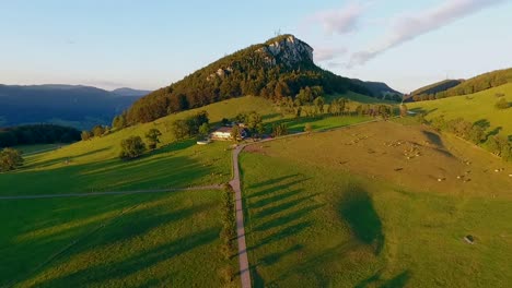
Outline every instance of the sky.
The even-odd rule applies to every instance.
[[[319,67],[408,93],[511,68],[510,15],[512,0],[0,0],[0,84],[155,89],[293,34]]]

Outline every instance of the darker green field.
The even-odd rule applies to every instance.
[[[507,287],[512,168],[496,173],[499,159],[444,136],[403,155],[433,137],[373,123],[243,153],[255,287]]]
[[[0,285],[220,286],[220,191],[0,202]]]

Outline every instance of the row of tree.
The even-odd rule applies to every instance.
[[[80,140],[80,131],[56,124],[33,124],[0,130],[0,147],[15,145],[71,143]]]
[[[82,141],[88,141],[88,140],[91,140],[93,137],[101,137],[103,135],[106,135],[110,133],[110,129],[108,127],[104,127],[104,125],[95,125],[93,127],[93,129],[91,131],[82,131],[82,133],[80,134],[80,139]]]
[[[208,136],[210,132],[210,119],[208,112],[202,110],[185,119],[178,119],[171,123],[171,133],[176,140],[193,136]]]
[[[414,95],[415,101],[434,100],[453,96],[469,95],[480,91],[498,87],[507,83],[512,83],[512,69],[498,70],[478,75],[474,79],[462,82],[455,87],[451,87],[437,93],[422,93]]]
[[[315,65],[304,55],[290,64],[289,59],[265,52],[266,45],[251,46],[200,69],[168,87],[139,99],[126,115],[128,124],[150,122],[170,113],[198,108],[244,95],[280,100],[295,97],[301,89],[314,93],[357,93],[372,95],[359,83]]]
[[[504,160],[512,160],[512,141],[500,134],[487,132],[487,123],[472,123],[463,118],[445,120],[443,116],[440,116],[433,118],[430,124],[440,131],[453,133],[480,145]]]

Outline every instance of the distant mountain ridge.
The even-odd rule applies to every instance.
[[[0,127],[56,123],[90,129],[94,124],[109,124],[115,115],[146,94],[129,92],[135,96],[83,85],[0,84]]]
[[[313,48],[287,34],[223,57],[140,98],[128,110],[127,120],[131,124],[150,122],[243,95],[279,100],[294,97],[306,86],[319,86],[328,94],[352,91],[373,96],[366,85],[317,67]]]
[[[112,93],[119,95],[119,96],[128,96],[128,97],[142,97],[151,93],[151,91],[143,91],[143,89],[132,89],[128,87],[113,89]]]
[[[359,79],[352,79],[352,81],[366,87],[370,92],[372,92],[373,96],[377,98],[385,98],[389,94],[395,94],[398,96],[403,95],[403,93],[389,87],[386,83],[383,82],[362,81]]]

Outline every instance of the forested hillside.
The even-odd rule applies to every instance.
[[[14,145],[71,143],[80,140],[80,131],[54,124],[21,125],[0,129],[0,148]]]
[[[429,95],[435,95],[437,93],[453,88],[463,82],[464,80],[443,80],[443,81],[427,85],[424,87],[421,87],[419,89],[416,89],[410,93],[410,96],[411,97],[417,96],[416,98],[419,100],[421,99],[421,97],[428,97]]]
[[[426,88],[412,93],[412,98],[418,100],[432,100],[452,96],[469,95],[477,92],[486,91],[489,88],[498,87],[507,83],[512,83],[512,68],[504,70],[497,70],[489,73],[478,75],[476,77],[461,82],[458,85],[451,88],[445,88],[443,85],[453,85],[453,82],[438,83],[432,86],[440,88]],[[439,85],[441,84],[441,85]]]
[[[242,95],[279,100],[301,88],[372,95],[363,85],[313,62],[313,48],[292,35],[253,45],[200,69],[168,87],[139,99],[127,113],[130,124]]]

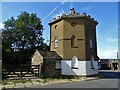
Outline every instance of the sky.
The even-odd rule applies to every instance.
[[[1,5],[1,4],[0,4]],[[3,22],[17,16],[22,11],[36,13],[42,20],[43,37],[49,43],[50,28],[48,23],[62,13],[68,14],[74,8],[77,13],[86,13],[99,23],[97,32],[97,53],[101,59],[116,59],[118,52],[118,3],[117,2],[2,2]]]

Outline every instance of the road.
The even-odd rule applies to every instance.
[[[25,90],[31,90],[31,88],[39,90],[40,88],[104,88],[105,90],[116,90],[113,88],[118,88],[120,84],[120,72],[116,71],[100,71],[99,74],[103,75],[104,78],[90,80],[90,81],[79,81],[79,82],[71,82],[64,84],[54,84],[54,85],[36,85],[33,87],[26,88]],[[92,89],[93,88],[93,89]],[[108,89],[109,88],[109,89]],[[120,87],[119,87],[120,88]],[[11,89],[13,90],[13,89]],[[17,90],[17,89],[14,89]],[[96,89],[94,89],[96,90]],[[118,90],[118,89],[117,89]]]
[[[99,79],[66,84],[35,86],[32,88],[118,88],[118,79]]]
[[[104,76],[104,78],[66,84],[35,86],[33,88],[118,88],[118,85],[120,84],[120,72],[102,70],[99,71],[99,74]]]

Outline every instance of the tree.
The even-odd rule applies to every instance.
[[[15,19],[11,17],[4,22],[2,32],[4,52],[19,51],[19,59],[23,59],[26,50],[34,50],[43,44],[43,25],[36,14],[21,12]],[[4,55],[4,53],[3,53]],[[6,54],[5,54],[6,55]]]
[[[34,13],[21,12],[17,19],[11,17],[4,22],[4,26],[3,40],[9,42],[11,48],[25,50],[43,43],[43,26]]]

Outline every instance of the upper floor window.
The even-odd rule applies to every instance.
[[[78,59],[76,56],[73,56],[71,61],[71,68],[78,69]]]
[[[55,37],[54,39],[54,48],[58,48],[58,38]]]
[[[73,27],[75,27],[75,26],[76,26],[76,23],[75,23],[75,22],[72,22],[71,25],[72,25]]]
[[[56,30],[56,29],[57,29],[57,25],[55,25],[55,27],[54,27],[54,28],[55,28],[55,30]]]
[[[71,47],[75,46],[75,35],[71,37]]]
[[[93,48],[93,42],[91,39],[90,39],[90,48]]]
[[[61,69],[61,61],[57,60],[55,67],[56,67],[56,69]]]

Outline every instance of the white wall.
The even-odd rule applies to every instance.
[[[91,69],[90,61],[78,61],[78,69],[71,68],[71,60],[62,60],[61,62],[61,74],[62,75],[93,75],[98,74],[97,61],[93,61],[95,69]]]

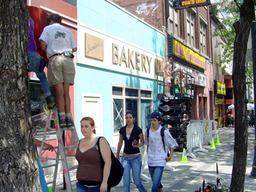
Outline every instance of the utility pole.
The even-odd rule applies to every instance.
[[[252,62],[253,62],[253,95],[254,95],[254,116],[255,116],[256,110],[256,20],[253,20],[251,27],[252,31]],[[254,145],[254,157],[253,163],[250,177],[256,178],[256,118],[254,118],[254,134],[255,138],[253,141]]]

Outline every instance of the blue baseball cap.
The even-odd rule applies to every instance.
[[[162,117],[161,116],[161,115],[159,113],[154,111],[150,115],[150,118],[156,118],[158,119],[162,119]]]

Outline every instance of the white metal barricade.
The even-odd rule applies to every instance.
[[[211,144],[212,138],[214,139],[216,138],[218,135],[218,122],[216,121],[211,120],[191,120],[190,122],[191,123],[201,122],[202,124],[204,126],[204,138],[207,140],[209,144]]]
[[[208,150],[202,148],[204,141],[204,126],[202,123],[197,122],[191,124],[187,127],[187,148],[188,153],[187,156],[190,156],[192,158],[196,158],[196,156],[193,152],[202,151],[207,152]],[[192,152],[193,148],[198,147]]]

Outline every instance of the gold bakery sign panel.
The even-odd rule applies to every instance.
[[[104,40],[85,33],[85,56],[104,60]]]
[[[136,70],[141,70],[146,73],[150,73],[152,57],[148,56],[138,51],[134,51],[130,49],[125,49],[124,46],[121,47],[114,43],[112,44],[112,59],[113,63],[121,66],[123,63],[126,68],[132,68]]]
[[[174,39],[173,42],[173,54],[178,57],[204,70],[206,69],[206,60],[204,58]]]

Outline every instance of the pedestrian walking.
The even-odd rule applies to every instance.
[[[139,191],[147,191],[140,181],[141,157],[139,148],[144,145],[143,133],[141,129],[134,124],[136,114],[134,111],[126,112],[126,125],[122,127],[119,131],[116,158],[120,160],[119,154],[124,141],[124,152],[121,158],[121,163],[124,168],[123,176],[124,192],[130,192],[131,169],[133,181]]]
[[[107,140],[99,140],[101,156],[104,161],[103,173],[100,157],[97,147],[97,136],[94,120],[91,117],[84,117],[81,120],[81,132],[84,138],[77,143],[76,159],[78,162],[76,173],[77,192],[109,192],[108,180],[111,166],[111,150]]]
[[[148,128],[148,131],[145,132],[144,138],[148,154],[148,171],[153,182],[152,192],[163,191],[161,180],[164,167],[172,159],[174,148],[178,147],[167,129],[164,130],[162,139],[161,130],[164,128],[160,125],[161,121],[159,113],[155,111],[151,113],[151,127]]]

++++++++++++++++++++

Instruction | Begin at the line containing "Outline every instance of the gold" and reproduce each line through the end of the records above.

Solution |
Outline every instance of the gold bakery sign panel.
The even-odd rule applies to every instance.
[[[104,40],[85,33],[85,56],[104,60]]]
[[[136,70],[141,70],[146,73],[150,73],[152,57],[148,56],[138,51],[134,51],[130,49],[125,49],[124,46],[121,47],[114,43],[112,44],[112,59],[113,63],[121,66],[123,63],[126,68],[132,68]]]
[[[174,39],[173,42],[173,54],[178,57],[204,70],[206,69],[206,60],[204,58]]]

Outline every instance of the pedestrian walking.
The even-odd rule applies to every instance.
[[[139,191],[147,191],[140,181],[141,157],[139,148],[144,145],[143,133],[141,129],[134,124],[136,114],[134,111],[126,112],[126,125],[122,127],[119,131],[116,158],[120,160],[119,154],[124,141],[124,152],[121,158],[121,163],[124,168],[123,176],[124,192],[130,192],[131,169],[133,181]]]
[[[107,140],[99,140],[101,156],[104,161],[103,173],[100,157],[97,147],[97,136],[94,120],[91,117],[84,117],[81,120],[81,132],[84,138],[77,143],[76,159],[78,162],[76,173],[77,192],[109,192],[108,180],[111,166],[111,150]]]
[[[148,128],[148,131],[145,132],[144,138],[148,154],[148,171],[153,182],[152,192],[163,191],[161,180],[164,167],[172,159],[174,148],[178,147],[167,129],[164,130],[162,139],[161,130],[164,128],[160,125],[161,121],[159,113],[155,111],[151,113],[151,127]]]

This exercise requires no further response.